# [Dataset extract]
::::::::::

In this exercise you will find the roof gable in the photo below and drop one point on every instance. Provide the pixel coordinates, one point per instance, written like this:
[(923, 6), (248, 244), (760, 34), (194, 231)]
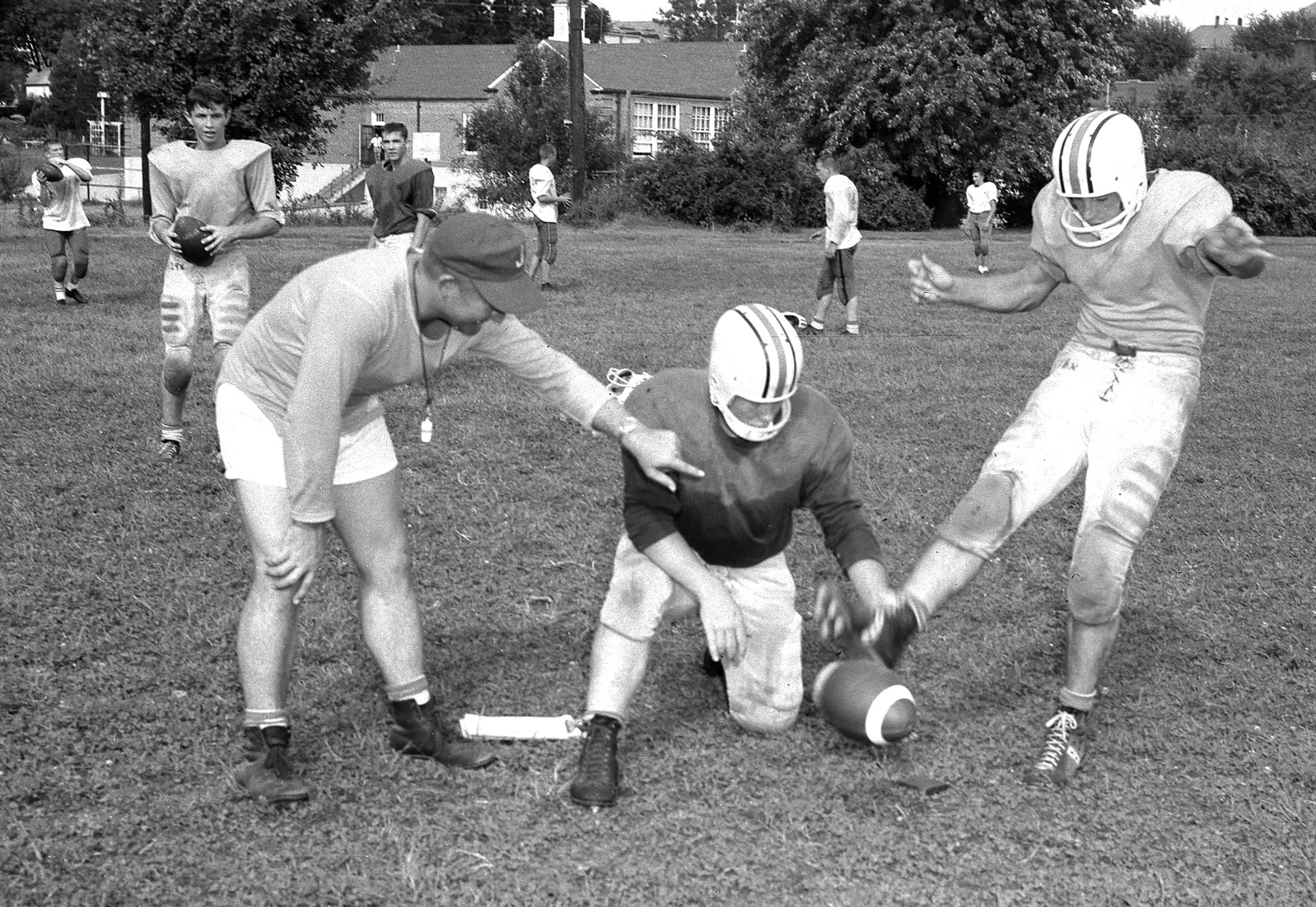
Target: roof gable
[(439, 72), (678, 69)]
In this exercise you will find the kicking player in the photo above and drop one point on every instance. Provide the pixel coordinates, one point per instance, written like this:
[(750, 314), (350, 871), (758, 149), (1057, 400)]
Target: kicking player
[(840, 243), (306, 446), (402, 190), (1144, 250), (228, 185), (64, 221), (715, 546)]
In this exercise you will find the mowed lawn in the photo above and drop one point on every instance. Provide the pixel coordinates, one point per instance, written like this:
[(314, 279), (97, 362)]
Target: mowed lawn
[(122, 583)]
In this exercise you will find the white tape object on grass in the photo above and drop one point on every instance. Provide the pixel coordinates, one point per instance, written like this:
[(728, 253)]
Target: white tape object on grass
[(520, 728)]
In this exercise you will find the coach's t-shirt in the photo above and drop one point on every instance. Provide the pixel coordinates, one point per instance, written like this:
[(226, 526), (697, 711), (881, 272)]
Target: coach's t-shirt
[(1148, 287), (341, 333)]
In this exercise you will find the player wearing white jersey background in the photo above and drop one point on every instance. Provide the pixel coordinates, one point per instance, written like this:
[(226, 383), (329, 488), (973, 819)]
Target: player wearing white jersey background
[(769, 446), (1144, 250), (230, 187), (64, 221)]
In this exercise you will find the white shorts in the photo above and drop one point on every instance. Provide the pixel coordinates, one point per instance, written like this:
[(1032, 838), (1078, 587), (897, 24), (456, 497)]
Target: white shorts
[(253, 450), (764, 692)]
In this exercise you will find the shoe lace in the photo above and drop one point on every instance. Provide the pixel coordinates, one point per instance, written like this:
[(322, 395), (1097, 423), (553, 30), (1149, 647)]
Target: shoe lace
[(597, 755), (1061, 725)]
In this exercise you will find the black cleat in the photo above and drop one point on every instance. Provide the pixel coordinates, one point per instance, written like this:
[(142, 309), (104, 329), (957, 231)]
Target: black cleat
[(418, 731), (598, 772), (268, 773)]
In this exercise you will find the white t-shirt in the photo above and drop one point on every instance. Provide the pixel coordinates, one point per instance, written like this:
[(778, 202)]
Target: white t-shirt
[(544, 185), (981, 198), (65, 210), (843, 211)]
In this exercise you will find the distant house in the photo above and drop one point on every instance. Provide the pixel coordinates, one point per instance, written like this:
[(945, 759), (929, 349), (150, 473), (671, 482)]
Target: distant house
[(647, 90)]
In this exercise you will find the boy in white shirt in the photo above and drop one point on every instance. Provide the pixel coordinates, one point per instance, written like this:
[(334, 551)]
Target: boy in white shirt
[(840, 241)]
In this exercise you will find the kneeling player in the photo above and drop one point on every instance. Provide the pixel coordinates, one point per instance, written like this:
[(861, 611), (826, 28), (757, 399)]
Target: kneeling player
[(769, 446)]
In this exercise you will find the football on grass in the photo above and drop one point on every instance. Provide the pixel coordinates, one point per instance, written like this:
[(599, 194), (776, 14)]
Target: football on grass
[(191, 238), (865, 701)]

::::::::::

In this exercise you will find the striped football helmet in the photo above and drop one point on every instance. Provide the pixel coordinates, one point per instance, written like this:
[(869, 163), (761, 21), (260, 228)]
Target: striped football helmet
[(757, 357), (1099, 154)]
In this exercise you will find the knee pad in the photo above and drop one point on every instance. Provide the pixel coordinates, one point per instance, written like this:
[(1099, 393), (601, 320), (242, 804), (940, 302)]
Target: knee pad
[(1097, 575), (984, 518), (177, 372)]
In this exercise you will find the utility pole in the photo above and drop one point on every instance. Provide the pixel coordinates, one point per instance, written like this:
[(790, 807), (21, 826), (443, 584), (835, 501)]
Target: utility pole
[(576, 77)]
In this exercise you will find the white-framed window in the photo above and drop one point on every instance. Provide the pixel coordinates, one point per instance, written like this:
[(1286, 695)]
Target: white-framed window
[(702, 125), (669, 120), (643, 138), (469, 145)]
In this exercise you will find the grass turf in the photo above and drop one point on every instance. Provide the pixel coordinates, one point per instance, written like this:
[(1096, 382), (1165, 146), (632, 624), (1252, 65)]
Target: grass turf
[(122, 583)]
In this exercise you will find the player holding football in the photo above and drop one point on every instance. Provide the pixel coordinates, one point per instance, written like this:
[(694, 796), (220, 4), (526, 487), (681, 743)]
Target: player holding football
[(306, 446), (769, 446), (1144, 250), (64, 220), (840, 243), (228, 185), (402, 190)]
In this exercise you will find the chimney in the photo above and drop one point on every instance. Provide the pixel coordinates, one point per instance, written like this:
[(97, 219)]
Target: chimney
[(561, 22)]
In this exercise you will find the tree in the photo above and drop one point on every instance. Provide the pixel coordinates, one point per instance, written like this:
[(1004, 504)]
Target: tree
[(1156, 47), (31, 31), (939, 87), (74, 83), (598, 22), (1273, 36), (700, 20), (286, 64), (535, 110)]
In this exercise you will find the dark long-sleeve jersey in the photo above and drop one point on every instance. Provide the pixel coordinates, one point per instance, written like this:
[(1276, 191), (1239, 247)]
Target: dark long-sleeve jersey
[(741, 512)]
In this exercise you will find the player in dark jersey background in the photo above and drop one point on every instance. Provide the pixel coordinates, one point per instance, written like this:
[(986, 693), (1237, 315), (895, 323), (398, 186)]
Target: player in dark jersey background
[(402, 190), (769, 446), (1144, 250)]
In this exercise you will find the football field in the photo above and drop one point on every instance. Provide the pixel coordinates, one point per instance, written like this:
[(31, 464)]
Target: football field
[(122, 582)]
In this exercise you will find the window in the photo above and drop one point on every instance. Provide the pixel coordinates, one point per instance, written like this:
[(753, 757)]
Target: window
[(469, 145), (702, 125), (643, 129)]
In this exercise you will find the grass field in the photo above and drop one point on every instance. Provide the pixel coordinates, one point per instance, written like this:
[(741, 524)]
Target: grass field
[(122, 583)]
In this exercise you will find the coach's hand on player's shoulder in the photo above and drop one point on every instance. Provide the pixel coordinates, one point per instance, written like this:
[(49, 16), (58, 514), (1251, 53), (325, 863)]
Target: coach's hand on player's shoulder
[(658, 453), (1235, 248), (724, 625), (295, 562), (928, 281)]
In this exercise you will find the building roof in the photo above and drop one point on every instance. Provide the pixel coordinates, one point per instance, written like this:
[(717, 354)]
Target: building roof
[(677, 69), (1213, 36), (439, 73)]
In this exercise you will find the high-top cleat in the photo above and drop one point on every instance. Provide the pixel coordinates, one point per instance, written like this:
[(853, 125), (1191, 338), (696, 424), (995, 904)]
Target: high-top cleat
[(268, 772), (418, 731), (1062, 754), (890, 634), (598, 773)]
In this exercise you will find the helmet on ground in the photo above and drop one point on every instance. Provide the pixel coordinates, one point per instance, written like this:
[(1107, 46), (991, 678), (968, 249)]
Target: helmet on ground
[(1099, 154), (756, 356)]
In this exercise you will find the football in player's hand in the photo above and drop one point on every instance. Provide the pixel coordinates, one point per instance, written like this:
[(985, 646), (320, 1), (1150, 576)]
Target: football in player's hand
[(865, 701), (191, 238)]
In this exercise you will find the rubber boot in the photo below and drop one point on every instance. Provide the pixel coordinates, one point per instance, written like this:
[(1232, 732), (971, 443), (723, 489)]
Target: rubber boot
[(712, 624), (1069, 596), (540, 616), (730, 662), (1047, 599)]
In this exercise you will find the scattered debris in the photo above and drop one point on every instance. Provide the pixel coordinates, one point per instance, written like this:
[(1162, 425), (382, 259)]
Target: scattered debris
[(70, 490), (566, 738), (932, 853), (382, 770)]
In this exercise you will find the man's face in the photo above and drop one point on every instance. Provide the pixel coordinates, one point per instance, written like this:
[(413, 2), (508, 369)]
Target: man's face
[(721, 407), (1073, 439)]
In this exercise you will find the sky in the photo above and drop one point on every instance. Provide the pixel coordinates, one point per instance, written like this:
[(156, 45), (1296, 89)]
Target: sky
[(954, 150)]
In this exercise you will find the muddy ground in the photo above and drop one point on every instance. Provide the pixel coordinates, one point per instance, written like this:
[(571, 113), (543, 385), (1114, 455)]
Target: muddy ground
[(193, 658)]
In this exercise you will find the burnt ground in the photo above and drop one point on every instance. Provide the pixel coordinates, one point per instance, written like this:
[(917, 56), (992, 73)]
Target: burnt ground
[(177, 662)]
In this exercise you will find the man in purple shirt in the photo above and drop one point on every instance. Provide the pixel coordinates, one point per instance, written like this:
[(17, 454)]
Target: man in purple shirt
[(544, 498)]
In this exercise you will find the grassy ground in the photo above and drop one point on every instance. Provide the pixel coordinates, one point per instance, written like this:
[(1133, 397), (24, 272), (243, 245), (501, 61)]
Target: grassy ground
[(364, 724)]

::::::::::

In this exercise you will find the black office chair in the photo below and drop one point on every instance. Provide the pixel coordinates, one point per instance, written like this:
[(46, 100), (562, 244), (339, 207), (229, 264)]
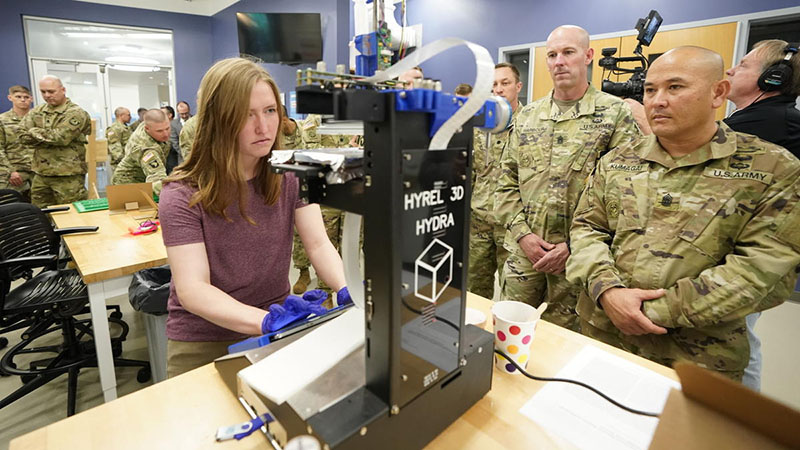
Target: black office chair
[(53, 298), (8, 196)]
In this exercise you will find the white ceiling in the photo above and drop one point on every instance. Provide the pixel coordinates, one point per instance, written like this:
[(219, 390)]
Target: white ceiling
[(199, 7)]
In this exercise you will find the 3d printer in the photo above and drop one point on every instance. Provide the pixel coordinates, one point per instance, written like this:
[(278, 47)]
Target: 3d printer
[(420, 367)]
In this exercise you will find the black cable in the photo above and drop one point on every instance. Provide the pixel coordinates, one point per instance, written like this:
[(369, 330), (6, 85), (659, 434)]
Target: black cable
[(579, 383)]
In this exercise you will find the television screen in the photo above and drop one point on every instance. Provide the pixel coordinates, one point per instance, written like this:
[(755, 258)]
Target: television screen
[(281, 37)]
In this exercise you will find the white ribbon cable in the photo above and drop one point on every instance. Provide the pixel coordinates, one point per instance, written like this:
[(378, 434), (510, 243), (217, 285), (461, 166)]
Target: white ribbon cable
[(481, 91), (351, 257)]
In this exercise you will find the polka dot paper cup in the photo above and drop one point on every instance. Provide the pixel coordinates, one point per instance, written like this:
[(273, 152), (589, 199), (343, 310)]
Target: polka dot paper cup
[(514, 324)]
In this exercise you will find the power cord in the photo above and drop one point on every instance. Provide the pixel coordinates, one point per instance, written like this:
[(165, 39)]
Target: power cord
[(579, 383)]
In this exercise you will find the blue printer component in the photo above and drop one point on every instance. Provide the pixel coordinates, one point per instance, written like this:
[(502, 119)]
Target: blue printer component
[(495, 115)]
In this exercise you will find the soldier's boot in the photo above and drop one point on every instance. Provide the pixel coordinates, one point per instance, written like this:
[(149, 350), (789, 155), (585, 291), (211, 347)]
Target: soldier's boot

::::::::::

# [Description of the task]
For the word "soldier", work out how many lines of the entries contain it, and state the number alone.

# [Response below]
2